------ Selected excerpt ------
Sometimes I think programmers don’t speak human, but I guess the truth is there is such a huge divide between the code and the human interface and stuff just falls through the crack. I wish they’d listen more, though.
Like, CTRL+7 for “pick”? Really? Who came up with that? I want one hand on the arrow keys and one hand on the pick/unpick buttons. I’ve got photos to get through!
That we’re still asking for basic things like this for PL (years down the track) makes me wonder if there’s anyone actually listening. The only reason I’m here is because dxo have the best camera and lens support, otherwise I’d be quite happy using Exposure X7. The customisability of that program is exemplary. C for crop (and being able to set a default aspect ratio). 1,2,3,4 etc for start ratings, logical. Using anything else can be maddening.
DxO team is good at sampling cameras and lens and creating AI denoising algorythm, period.
------ Material provided ------
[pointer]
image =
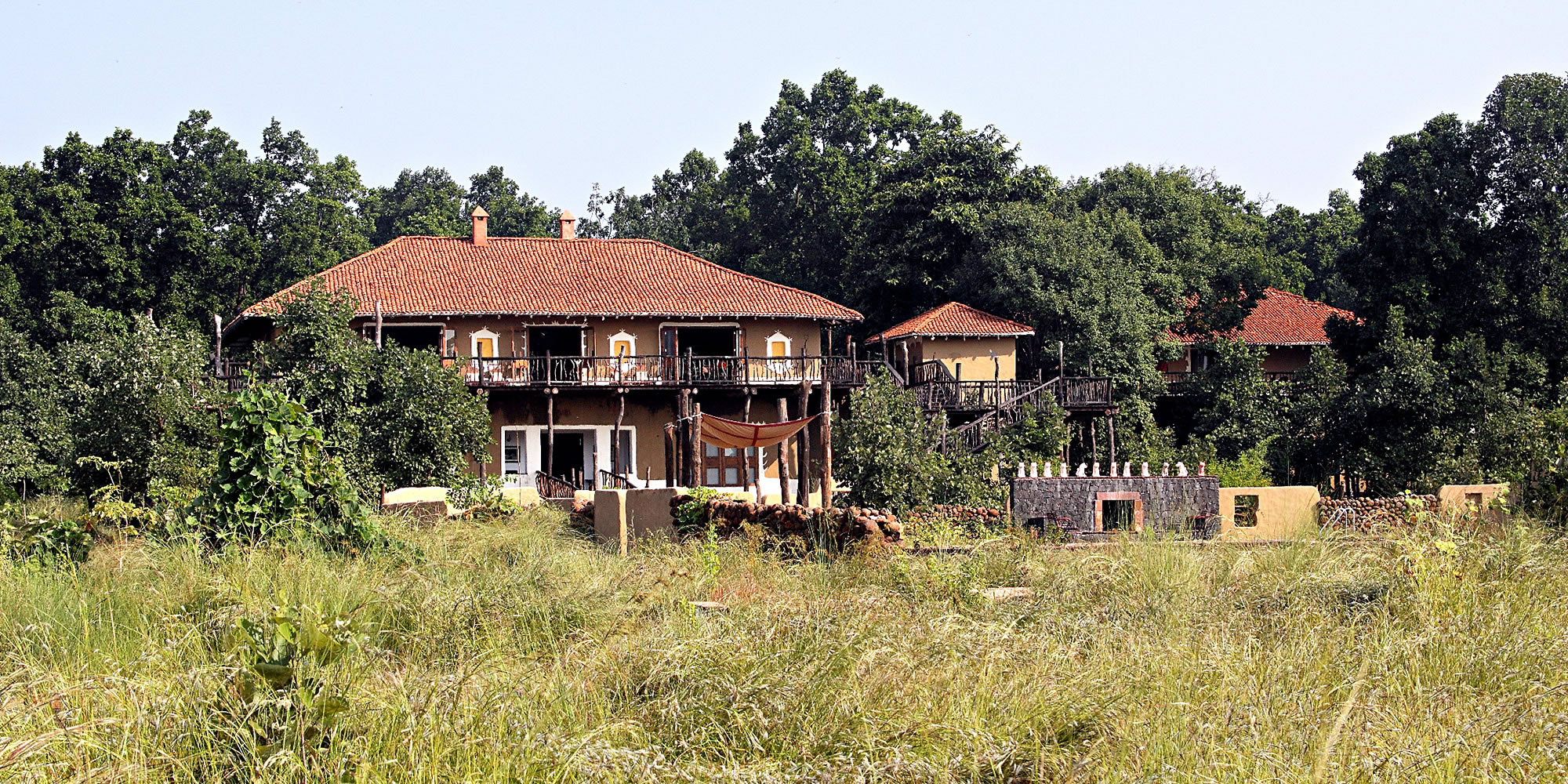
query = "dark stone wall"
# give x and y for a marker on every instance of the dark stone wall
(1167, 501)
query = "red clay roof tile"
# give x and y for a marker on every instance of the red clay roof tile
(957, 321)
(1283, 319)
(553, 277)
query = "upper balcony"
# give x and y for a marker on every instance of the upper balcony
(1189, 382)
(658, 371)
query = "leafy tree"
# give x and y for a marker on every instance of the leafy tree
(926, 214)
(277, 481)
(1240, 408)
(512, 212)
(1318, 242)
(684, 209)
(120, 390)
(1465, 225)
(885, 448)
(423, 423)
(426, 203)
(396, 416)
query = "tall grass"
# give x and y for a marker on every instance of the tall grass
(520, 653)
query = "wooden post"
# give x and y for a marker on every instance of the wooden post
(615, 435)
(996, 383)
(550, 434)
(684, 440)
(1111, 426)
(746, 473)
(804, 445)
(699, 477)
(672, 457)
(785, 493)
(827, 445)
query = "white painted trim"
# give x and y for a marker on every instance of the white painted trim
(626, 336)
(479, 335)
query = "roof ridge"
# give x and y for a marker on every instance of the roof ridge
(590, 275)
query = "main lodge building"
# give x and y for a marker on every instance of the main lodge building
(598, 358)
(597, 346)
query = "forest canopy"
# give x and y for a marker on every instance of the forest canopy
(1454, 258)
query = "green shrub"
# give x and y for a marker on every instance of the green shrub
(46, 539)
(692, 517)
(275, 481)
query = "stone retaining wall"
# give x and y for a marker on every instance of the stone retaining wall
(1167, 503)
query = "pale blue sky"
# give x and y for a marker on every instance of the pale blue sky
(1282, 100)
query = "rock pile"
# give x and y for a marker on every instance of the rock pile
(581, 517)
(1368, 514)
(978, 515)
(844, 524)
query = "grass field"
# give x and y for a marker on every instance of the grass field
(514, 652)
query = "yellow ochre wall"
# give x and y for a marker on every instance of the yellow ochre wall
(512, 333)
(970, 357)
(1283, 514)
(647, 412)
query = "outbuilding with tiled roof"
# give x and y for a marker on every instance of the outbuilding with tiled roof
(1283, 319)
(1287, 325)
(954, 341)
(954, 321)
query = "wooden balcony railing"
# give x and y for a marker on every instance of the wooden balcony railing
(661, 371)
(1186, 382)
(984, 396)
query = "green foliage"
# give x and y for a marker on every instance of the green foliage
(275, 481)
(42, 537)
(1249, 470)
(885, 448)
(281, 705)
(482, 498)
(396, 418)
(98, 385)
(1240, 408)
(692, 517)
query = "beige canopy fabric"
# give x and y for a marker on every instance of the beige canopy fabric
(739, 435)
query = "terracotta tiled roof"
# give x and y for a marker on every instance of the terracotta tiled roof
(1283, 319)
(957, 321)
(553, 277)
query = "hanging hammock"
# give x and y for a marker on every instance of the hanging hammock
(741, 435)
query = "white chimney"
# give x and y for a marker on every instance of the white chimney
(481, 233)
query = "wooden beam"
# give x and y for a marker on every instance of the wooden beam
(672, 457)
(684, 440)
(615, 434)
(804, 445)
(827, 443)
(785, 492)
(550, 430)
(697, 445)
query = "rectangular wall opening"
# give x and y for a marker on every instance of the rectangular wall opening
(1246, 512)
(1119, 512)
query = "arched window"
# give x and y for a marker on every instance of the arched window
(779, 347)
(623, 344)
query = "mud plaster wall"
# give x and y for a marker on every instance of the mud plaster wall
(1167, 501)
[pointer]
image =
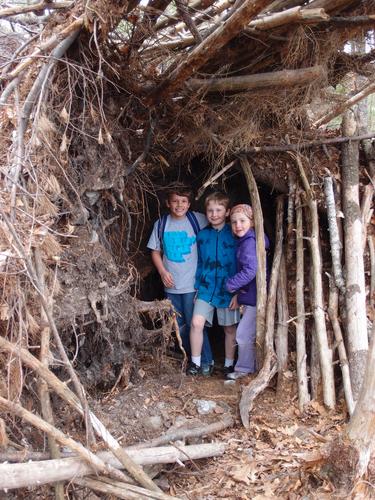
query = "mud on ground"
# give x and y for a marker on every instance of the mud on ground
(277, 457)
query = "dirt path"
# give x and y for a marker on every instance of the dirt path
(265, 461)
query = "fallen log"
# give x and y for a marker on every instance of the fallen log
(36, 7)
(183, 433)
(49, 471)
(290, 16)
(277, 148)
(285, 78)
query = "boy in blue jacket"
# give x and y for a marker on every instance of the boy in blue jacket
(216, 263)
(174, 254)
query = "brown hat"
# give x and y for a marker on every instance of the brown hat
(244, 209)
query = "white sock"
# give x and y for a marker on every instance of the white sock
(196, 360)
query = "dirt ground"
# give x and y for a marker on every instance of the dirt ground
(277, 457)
------
→ **Work instructions**:
1. Please retype the stretch of the DxO shortcuts post from "Sometimes I think" through "listen more, though.".
2. In the DxO shortcuts post, which program would the writer otherwise be happy using?
3. Continue the DxO shortcuts post from its final sentence onward.

→ **Per-task answers**:
1.
Sometimes I think programmers don’t speak human, but I guess the truth is there is such a huge divide between the code and the human interface and stuff just falls through the crack. I wish they’d listen more, though.

2. Exposure X7.

3.
they are bad at developing software (architecture, interface, efficiency in use of hardware, extremely slow evolution, etc), bad at creating a software on a par with what is available everywhere, even on very very small softwares.
Yes, lot of things that have been basic for almost 15, 20 years don’t exist in photolab (not specically in photography software world, but in software development in general too).
I think they hear, but have no way to do better. They seem to be stuck in an old architecture without the means to break out of it. So they focus on what they know how to do, mainly sampling cameras and lenses.